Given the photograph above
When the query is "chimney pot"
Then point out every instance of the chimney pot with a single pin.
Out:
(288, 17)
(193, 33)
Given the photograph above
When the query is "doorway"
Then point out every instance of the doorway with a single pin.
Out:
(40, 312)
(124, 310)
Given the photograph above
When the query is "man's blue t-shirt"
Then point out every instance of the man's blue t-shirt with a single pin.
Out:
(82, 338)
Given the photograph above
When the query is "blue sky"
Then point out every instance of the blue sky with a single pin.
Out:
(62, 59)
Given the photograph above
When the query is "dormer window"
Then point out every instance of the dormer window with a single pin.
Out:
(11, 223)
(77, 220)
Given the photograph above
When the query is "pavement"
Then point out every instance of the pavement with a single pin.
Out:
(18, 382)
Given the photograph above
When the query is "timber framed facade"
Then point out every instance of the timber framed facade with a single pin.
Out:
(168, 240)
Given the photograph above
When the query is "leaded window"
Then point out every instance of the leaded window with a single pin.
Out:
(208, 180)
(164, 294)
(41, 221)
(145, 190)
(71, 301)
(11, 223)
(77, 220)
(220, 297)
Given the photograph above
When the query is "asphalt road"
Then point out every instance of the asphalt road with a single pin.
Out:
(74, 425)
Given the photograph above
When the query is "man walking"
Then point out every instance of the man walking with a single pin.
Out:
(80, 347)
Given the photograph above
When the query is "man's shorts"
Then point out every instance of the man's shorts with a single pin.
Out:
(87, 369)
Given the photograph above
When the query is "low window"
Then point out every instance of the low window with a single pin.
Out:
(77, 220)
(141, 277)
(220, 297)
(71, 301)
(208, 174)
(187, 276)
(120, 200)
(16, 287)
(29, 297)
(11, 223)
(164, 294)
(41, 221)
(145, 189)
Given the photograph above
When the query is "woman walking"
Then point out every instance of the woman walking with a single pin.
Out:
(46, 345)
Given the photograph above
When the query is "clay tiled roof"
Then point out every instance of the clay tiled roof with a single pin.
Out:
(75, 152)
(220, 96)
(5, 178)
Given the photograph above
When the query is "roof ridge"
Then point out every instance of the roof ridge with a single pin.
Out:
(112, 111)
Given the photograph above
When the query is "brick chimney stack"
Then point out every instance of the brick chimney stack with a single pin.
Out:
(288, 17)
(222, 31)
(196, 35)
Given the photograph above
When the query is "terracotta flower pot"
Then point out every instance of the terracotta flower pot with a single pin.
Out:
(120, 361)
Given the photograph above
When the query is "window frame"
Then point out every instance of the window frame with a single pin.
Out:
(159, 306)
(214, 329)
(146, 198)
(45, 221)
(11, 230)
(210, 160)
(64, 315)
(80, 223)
#####
Word for word, give the entire listing again.

Given the photograph above
When the query is "chimney pot"
Then point out every instance of the chimney pot with a single pin.
Out:
(288, 17)
(193, 33)
Given the photograph above
When the query is "doorway"
Then point out every instance of the doorway with a single pin.
Out:
(40, 312)
(124, 310)
Given the photograph above
When the query is "man's blue t-shirt"
Then point out every instance of the man's blue t-shirt with a single pin.
Out:
(82, 338)
Given the photograph above
When the query is "blue sky"
Then point out every instance of the blue sky with a single pin.
Out:
(62, 59)
Given the photograph above
When the query is "dormer window"
Then point out every instance of the dormer window with a single pin.
Out:
(11, 223)
(77, 220)
Given the photograph above
When the query is "pavement"
Then point out every instance of the pavement with a single pin.
Out:
(18, 382)
Given the photograph above
When the query is "timber framed facade"
Then point out every instance of the timber framed facade with a single pin.
Out:
(168, 240)
Given the photograph above
When the query is "leaded window"
Then point out every instance of the leaded window with a single pin.
Out:
(208, 180)
(164, 294)
(41, 221)
(145, 190)
(71, 301)
(11, 223)
(77, 220)
(220, 297)
Given the photograph above
When the query is "asphalt road"
Then point out every instance of the asphalt road with a single pin.
Out:
(74, 425)
Given the photograph above
When the query is "man walking"
Then point out every instance of the man walking with a single pin.
Out:
(80, 347)
Given the photograph above
When the query is "man's shorts"
Then point out every instance of the man's shorts with a single pin.
Out:
(87, 369)
Given the photograph above
When the query is "low window"
Then point out every instance of the low window with a single pin.
Out:
(77, 220)
(141, 277)
(220, 297)
(71, 301)
(208, 174)
(187, 276)
(120, 200)
(16, 287)
(29, 297)
(11, 223)
(164, 294)
(41, 221)
(145, 189)
Given the photograph above
When the query is "woman walking"
Then point out every instance of the woman walking with a single pin.
Out:
(46, 345)
Given the photograph above
When the query is "clay tiled roof"
Then point out every instance of the clay tiled roof with a single pin.
Out:
(75, 152)
(220, 96)
(5, 178)
Given the photograph above
When the query is "roof ridge"
Then point out every instance of the roof ridge with a single pin.
Out:
(112, 111)
Given the photograph above
When the query is "brick chimney stack"
Then point out every instance of the brick chimney stack with a single pin.
Out:
(288, 17)
(222, 31)
(196, 35)
Given the photograph above
When the query is "terracotta flower pot"
Then point out every instance of the terracotta flower pot with a single pin.
Out:
(120, 361)
Given the photograph above
When the query is "window frame"
Then point out every instance of the window frame with a single pin.
Out:
(159, 306)
(214, 329)
(146, 198)
(45, 221)
(11, 230)
(210, 160)
(64, 315)
(80, 223)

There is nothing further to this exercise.